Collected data
=== Section Start ===

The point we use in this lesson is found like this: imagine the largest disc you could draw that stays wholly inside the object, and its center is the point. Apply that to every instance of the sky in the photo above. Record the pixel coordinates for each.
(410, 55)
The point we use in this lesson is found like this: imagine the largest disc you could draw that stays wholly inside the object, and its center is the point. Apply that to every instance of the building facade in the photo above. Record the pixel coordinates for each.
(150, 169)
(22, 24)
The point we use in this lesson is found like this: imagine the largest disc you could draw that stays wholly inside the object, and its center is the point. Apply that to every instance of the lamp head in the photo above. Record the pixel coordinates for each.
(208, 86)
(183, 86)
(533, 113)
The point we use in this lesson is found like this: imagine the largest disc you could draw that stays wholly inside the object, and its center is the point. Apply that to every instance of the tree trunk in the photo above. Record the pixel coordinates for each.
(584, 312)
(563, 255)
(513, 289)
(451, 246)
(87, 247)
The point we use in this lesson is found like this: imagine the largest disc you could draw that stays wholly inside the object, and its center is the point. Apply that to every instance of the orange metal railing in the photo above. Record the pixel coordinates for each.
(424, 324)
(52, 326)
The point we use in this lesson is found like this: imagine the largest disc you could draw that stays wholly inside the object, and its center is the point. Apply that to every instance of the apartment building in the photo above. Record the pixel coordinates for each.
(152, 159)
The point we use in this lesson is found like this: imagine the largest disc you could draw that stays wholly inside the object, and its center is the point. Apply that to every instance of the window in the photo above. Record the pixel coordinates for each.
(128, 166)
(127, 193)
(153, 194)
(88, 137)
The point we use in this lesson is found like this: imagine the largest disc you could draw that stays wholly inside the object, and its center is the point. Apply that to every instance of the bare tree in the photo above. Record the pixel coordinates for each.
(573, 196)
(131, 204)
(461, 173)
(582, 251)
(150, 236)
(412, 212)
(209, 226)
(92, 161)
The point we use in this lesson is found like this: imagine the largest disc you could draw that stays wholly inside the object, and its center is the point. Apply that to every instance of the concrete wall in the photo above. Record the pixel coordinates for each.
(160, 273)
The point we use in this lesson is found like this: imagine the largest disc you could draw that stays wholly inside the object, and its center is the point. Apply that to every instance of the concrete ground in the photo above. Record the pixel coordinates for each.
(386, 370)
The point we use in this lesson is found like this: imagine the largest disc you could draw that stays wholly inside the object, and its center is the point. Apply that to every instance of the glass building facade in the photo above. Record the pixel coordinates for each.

=== Section End ===

● **What is needed**
Copy out all of the records, keeping every line identical.

● **Exercise response**
The point we use in this lesson is found like this: imagine the largest disc you could draw that stays wholly inside the object, and its center is the point. Apply that to every instance of the sky in the photo above. Record the pixel coordinates for each.
(410, 55)
The point we use in this lesson is found like this: imagine the largest disc you could draw that stays wholly inside the object, and its center is the point. Apply that to every instance of the building facade in the photo above. Record the pixel coordinates for each.
(150, 169)
(22, 24)
The point we use in this lesson is found like this: imagine the largest disc you could draw that stays wholly inside the object, and its center is the point. Apply that to every instance of the lamp head in the photo above. Record the pixel coordinates for each.
(208, 86)
(183, 86)
(533, 113)
The point we use in this lesson is found like this: imagine the largest disc you could draw that stays wholly inside the object, and its center is the point. Apply that to every instance of the tree trunk in the photo above. Record the pixel coordinates for each.
(584, 312)
(563, 255)
(513, 289)
(451, 246)
(87, 247)
The point we use in this lesson is found like this: imagine the largest disc you could draw that stays wholly inside the object, and its center is the point. Apply that to every instance of the orange metal railing in the photo above. Record the pixel coordinates for each.
(424, 324)
(52, 326)
The point we use in this lesson is found like this: imagine the largest disc you could draw that stays wholly inside the object, and its center is the point. Apply that to every instance of the apartment building in the photo above. Record the pixel coordinates for each.
(152, 159)
The point we use in this lesson is found like this: imagine the largest disc you could draw that stays wholly inside the object, and its center is the point. Apply that to every instance of the window in the photo above. Record the pixel coordinates for each.
(128, 166)
(127, 193)
(153, 194)
(88, 137)
The point we use in this lesson is found like this: imagine the largest disc you could draw that stays wholly inside the object, and its center is the point. Apply that to every instance of the bare tree in the photo above. Record the pixel coordinates for each.
(573, 196)
(131, 204)
(461, 173)
(582, 251)
(150, 236)
(412, 212)
(209, 226)
(92, 161)
The point we use in this lesson is found like this: imagine the largest disc you could draw that stays wholly inside the object, and its center is the point. Apply that to every instance of the concrete wall in the photo above. Record the pixel coordinates for each.
(160, 273)
The point we use in this lesson is found like this: imagine the largest disc you could draw that stays wholly inside the object, and its center is the point. Apply that to every instance of the concrete ground in the photo above. Record the pixel coordinates for each.
(386, 370)
The point we use in this lesson is found like this: imagine the largest disc you could draw that stays wholly inside the object, and its center is the point. Apply that to every instance of the glass building facade in the photo above. Record the pixel coordinates for each.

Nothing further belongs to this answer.